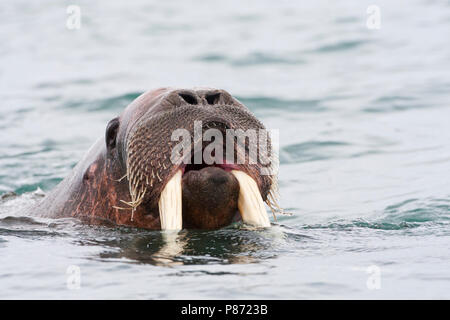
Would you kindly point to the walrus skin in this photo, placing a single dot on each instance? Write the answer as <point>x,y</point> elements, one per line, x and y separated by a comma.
<point>94,189</point>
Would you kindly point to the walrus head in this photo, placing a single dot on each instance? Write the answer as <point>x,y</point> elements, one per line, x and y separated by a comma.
<point>189,159</point>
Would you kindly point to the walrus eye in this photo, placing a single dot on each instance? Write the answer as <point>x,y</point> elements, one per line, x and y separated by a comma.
<point>111,133</point>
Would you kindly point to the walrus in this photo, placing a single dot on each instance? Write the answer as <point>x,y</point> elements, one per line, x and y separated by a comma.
<point>129,176</point>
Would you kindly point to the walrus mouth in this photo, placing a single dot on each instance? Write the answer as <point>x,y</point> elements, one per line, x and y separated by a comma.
<point>226,188</point>
<point>250,202</point>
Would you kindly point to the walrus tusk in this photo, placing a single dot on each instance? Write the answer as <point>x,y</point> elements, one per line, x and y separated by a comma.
<point>250,203</point>
<point>170,204</point>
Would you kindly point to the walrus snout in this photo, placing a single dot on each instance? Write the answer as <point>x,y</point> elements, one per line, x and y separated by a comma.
<point>210,198</point>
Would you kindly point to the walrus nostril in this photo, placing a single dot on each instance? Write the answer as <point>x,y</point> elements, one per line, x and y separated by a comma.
<point>189,98</point>
<point>213,98</point>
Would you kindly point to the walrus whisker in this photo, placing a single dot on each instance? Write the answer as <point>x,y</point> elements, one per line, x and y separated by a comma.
<point>119,180</point>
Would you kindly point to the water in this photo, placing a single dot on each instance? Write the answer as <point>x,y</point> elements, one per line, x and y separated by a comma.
<point>364,145</point>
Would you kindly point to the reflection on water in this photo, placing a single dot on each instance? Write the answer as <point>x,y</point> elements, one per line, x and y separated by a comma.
<point>364,157</point>
<point>236,244</point>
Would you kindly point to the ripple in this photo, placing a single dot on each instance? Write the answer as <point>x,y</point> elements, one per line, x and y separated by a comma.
<point>310,151</point>
<point>340,46</point>
<point>113,103</point>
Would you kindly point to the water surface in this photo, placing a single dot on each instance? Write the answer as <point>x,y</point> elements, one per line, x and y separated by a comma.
<point>364,146</point>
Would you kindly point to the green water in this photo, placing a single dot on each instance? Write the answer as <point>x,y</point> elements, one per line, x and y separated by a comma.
<point>363,117</point>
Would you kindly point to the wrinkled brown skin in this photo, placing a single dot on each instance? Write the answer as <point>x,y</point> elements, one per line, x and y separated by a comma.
<point>94,187</point>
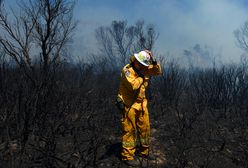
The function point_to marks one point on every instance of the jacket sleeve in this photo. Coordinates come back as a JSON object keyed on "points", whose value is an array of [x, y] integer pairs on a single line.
{"points": [[153, 70], [132, 81]]}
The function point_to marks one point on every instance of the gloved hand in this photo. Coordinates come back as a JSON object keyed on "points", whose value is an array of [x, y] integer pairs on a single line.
{"points": [[153, 61]]}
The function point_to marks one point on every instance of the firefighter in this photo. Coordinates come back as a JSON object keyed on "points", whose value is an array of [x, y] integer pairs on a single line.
{"points": [[132, 102]]}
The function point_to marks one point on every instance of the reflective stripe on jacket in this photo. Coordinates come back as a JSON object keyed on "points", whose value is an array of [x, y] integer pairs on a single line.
{"points": [[132, 87]]}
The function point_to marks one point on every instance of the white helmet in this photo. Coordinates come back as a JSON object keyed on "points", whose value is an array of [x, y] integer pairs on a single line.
{"points": [[143, 57]]}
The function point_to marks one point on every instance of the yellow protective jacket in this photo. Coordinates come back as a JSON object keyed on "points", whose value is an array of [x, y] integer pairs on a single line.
{"points": [[132, 87]]}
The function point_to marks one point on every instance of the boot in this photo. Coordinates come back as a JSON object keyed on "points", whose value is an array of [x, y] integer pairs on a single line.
{"points": [[150, 156], [133, 163]]}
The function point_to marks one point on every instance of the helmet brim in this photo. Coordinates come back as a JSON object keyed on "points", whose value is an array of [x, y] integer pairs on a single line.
{"points": [[137, 58]]}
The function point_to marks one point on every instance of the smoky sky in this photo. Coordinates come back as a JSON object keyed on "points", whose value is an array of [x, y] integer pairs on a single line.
{"points": [[181, 24]]}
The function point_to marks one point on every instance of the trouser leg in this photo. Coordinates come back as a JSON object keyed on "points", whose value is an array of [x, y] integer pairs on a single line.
{"points": [[143, 127], [129, 134]]}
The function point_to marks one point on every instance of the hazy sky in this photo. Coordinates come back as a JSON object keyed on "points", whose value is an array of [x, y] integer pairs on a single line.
{"points": [[180, 23]]}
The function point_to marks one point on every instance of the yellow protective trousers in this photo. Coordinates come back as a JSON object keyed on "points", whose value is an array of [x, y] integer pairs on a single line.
{"points": [[135, 124]]}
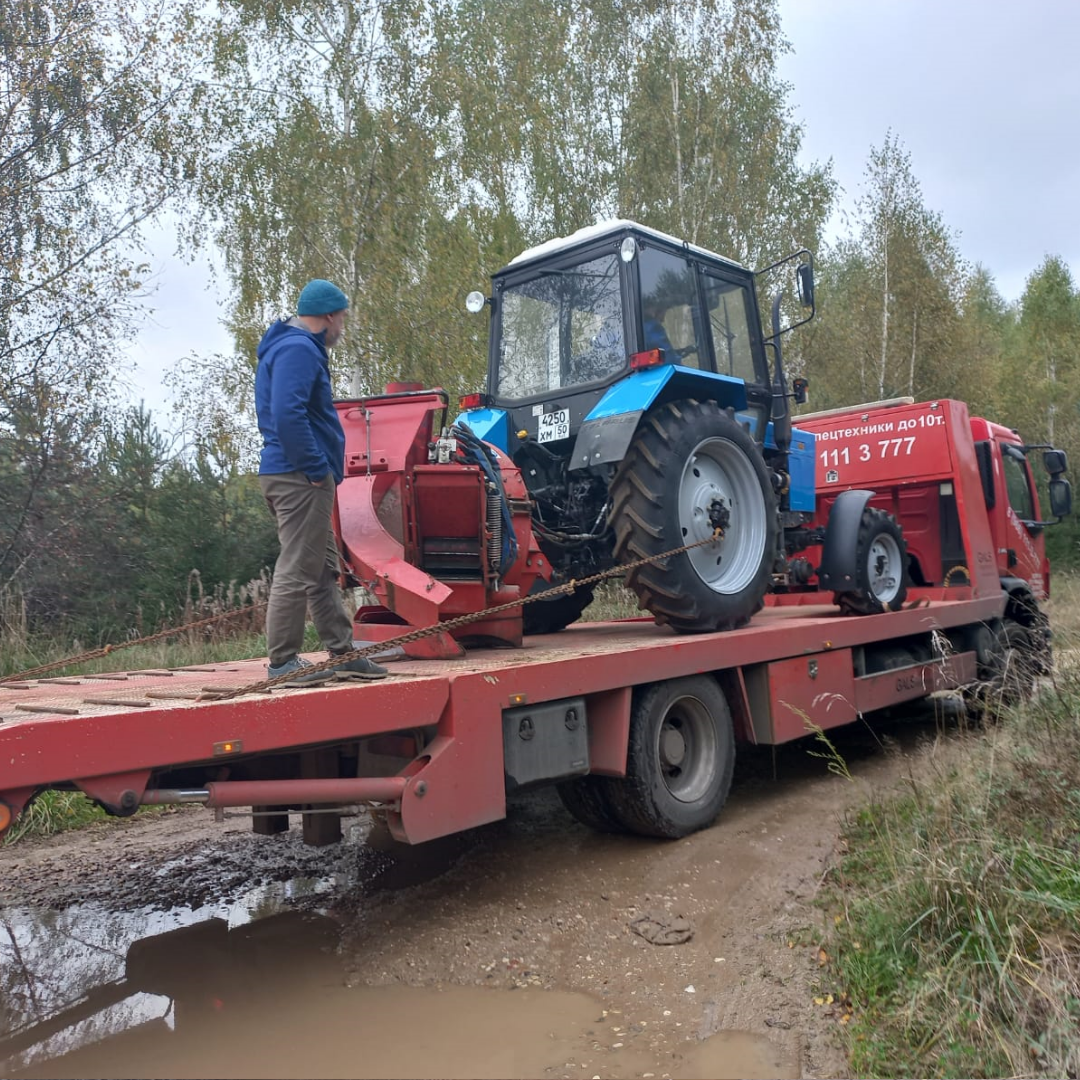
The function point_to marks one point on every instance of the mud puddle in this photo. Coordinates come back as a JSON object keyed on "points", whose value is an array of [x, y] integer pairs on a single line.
{"points": [[173, 946], [269, 997]]}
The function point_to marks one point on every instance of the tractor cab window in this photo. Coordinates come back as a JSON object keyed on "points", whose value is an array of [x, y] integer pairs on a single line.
{"points": [[1016, 483], [561, 328], [669, 301], [729, 326]]}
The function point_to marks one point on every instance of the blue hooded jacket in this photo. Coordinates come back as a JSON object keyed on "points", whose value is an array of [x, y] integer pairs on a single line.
{"points": [[295, 405]]}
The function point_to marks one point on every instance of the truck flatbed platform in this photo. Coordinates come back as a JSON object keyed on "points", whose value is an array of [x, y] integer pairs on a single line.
{"points": [[123, 737]]}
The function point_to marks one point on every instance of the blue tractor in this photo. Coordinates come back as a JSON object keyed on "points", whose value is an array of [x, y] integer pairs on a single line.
{"points": [[629, 379]]}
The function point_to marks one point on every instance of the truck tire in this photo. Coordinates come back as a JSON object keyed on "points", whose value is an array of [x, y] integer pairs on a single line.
{"points": [[586, 798], [547, 617], [880, 566], [690, 468], [679, 758], [1007, 677]]}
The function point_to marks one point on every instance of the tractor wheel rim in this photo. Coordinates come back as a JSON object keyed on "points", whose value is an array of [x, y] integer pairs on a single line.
{"points": [[719, 472], [687, 750], [885, 568]]}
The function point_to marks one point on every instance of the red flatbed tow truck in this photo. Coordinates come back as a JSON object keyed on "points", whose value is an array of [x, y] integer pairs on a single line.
{"points": [[635, 724]]}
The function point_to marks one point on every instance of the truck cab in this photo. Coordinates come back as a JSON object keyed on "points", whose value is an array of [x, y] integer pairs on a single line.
{"points": [[1012, 502]]}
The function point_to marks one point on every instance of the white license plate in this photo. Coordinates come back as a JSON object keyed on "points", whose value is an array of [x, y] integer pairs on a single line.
{"points": [[552, 427]]}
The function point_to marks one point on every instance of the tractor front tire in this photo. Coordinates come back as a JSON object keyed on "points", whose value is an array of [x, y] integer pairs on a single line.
{"points": [[880, 580], [690, 469]]}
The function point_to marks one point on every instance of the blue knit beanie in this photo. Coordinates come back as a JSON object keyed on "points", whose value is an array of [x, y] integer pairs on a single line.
{"points": [[321, 298]]}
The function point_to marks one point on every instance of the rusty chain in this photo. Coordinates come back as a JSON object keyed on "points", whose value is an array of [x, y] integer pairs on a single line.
{"points": [[106, 650], [463, 620], [367, 650]]}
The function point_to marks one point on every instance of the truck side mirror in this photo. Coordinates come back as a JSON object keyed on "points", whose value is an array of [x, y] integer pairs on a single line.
{"points": [[1061, 498], [1055, 461], [805, 275]]}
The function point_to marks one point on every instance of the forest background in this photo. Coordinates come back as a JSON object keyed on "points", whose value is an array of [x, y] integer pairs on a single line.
{"points": [[405, 149]]}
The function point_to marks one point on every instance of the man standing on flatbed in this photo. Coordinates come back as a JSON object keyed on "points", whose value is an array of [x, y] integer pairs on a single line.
{"points": [[302, 462]]}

=-=-=-=-=

Aim of the task: Put the records above, from their start through the line containing "<point>213,98</point>", into a numbered list with blank lines dropped and the pictures left out.

In response:
1. Would you kindly point to the walrus skin in this photo, placing a single dot on each instance? Write the answer as <point>x,y</point> elements, one per line, x and y separated by a comma.
2. <point>94,189</point>
3. Would you kindly point to the walrus head in this photo, placing a single dot on each instance? Write the answer as <point>x,y</point> elements, one per line, x and y separated by a comma.
4. <point>189,159</point>
5. Would you kindly point to the walrus eye in this photo, placing a single dot on each instance? Write the answer as <point>x,y</point> elements, one per line, x and y separated by a comma.
6. <point>111,133</point>
7. Would you kindly point to the walrus in this photo, placing a single dot on each instance? Write the answer as <point>x,y</point> elements, one per line, x and y separated by a comma.
8. <point>129,176</point>
9. Would you kindly point to the walrus mouth in this photo, placing a single dot on each instance? Write the answer as <point>x,y</point> elements, one per line, x and y separated by a comma.
10. <point>226,188</point>
11. <point>250,202</point>
12. Would you kindly point to the walrus tusk in this photo, placing a single dot on each instance? Write the answer as <point>x,y</point> elements, one per line, x and y separated by a comma.
13. <point>250,203</point>
14. <point>170,204</point>
15. Would you kindly point to the walrus snout in this photo, placing a single dot on each instance? Write the answer as <point>x,y</point> elements, one per line, x and y separated by a comma.
16. <point>210,198</point>
17. Would you kindly point to the walrus nostril in this photo, placing a single dot on each instance? Write the answer as <point>x,y</point> elements, one per line, x and y separated by a comma.
18. <point>189,98</point>
19. <point>213,98</point>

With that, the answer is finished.